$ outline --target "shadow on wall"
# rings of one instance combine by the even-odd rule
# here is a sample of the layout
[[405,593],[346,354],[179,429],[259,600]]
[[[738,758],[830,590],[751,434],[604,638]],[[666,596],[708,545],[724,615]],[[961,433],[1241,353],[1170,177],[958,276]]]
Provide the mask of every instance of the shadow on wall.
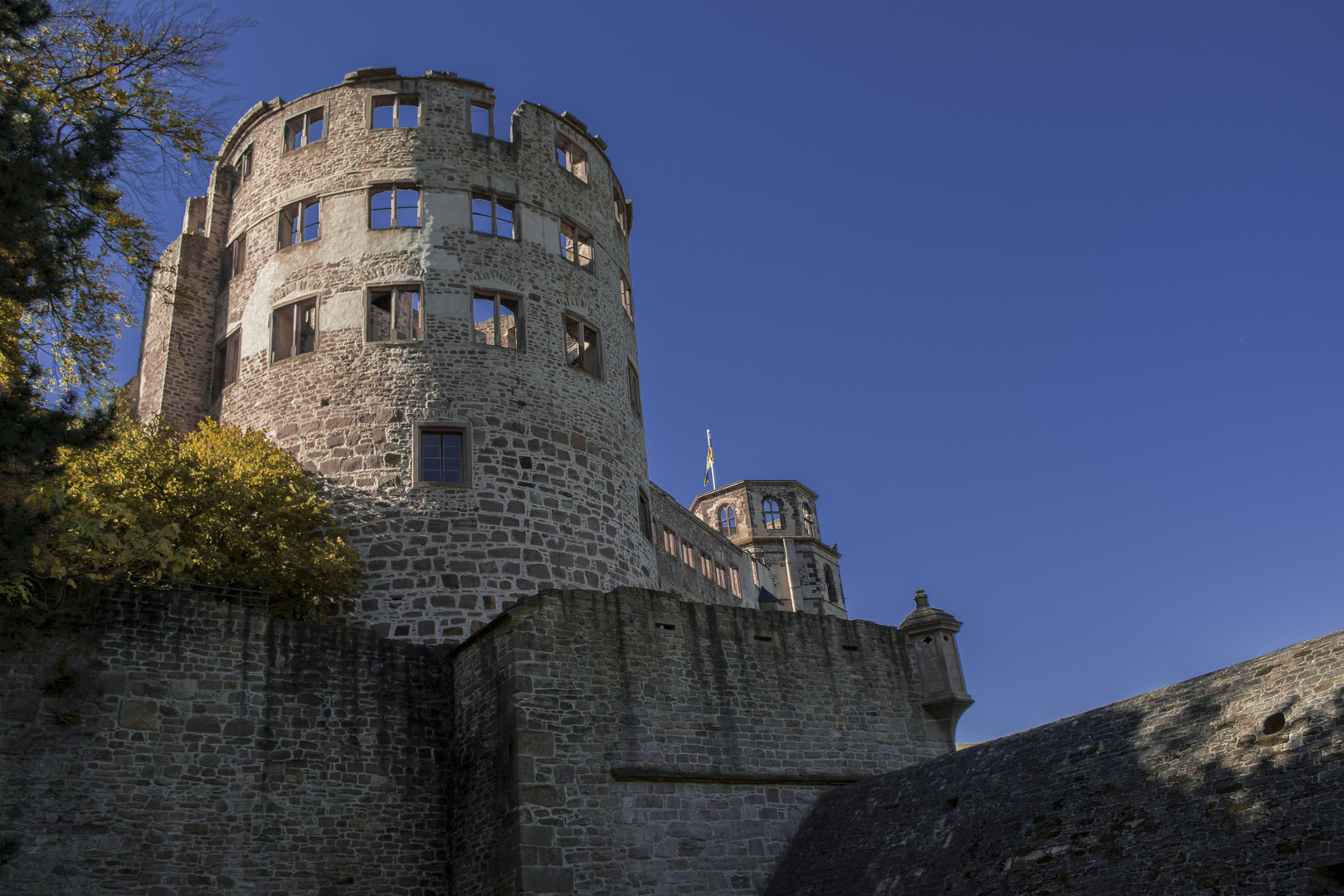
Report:
[[1344,892],[1344,631],[843,787],[765,896]]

### Your objective
Render each line of the listing above as a Markdown table with the columns "No." and "Line," numbering the rows in order. Omit blank lines and leave the picture out.

### Written solution
| No. | Line |
|---|---|
| 1 | $ outline --target "shadow on wall" |
| 2 | # rings of one instance combine by the even-odd rule |
| 3 | # here is a sample of the layout |
| 4 | [[405,593],[346,354],[179,429],[259,600]] |
| 5 | [[[738,758],[830,590],[751,434],[604,638]],[[666,596],[708,545],[724,615]],[[961,433],[1241,353],[1170,177],[958,276]]] |
| 6 | Provide the mask of every instance of the shadow on wall. |
| 7 | Report: |
| 8 | [[1344,892],[1344,631],[843,787],[765,896]] |